* _The task_: Copy every line of the records below word for word.

* _Records supplied_:

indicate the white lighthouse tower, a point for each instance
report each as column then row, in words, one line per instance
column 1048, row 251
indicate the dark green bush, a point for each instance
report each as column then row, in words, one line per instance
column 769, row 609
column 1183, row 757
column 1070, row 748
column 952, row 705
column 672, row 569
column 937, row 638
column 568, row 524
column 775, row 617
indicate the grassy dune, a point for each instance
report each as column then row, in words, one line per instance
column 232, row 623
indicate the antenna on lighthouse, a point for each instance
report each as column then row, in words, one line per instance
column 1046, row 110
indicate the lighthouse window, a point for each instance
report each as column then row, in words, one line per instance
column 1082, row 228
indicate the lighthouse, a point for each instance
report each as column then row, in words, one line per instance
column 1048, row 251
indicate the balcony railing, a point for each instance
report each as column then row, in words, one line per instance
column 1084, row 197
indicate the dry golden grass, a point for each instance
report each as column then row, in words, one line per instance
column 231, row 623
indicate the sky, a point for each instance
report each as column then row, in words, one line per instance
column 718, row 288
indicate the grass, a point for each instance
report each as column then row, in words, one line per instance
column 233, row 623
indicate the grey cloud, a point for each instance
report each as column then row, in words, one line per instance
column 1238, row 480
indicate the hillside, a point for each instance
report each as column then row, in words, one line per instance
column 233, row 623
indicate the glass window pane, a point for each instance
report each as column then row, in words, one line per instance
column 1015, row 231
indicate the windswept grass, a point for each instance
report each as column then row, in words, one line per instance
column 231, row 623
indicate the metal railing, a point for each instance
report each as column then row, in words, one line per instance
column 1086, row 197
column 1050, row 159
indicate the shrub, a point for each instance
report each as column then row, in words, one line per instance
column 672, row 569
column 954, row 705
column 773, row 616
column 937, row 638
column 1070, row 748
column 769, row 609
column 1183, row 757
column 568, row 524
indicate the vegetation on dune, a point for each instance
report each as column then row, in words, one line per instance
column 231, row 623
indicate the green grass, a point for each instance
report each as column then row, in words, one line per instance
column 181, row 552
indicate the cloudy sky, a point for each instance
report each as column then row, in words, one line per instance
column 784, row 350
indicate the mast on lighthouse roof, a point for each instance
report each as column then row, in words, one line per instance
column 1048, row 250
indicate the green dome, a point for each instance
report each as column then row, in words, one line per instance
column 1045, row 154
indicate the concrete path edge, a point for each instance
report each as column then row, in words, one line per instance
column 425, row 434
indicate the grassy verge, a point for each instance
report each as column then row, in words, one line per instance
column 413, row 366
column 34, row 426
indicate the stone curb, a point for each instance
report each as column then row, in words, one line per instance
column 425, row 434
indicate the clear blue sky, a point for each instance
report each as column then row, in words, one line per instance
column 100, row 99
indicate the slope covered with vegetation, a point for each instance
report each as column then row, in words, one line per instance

* _Full answer_:
indicate the white lighthouse tower, a point for each instance
report each as column then row, in words, one line per instance
column 1048, row 251
indicate the dark green bush, a point for each instance
report each as column then row, in words, one line per instance
column 769, row 609
column 1183, row 757
column 1070, row 748
column 952, row 705
column 672, row 569
column 937, row 638
column 568, row 524
column 775, row 617
indicate the grassy dune, a point for each instance
report each as column then row, in words, one line per instance
column 232, row 623
indicate the antenna on lighthouse, a point for each instance
report each as column then row, in words, one line per instance
column 1046, row 110
indicate the lighthouse window, a point for each instance
report each as column then row, in words, one line per instance
column 1082, row 228
indicate the lighthouse, a point for each instance
report each as column then row, in words, one line per instance
column 1048, row 251
indicate the balcony railing, a point for each instance
report each as column then row, in words, one line per instance
column 1084, row 197
indicate the dry golden grass, a point for each instance
report each as column then row, in words, one line per instance
column 231, row 623
indicate the sky, a point for each instance
report each as column then row, in words, one line per instance
column 718, row 288
indicate the grass, a point for each instance
report each as column then row, in words, one line per instance
column 233, row 623
indicate the grey cloud, a point for each instance
report each as column then row, in words, one line per instance
column 1238, row 480
indicate the hillside, a point for each instance
report each as column then row, in words, one line per instance
column 233, row 623
indicate the glass window pane, a point for each instance
report each as column then row, in words, one line per instance
column 1015, row 231
indicate the windswept grass, a point for each instance
report each as column then row, in words, one line per instance
column 231, row 623
indicate the metal railing, a point for each instance
report each as column then row, in words, one line per instance
column 1086, row 197
column 1050, row 159
indicate the shrub, a point for each instance
report each as column then row, in words, one line per instance
column 672, row 569
column 954, row 705
column 773, row 616
column 937, row 638
column 1070, row 748
column 769, row 609
column 1183, row 757
column 568, row 524
indicate the vegetation on dune, a point for each instance
report each as column then row, in words, one line per instance
column 231, row 623
indicate the green grass, a point for each instance
report each as column then row, in words, one line per instance
column 181, row 552
indicate the cloudy sky, a point for each instance
report each as column then row, in words, one line per instance
column 784, row 350
indicate the mast on lighthouse roof, a point for each instance
report each as column then row, in words, one line per instance
column 1048, row 250
indicate the green dome, a point for each instance
report each as column then row, in words, one line per instance
column 1045, row 154
indicate the concrete path edge, a point for each instance
report each as column then row, in words, one line per instance
column 425, row 434
indicate the grassy verge, a point for each instance
report each as column then row, in words, one line per instance
column 413, row 366
column 34, row 426
indicate the stone curb, a point for each instance
report each as column then row, in words, one line per instance
column 425, row 434
indicate the clear blue sky, a point for each instance
report each as column then row, in words, one line per instance
column 100, row 99
indicate the slope covered with vegetation, a point for each instance
report each as column then row, in words, one line per instance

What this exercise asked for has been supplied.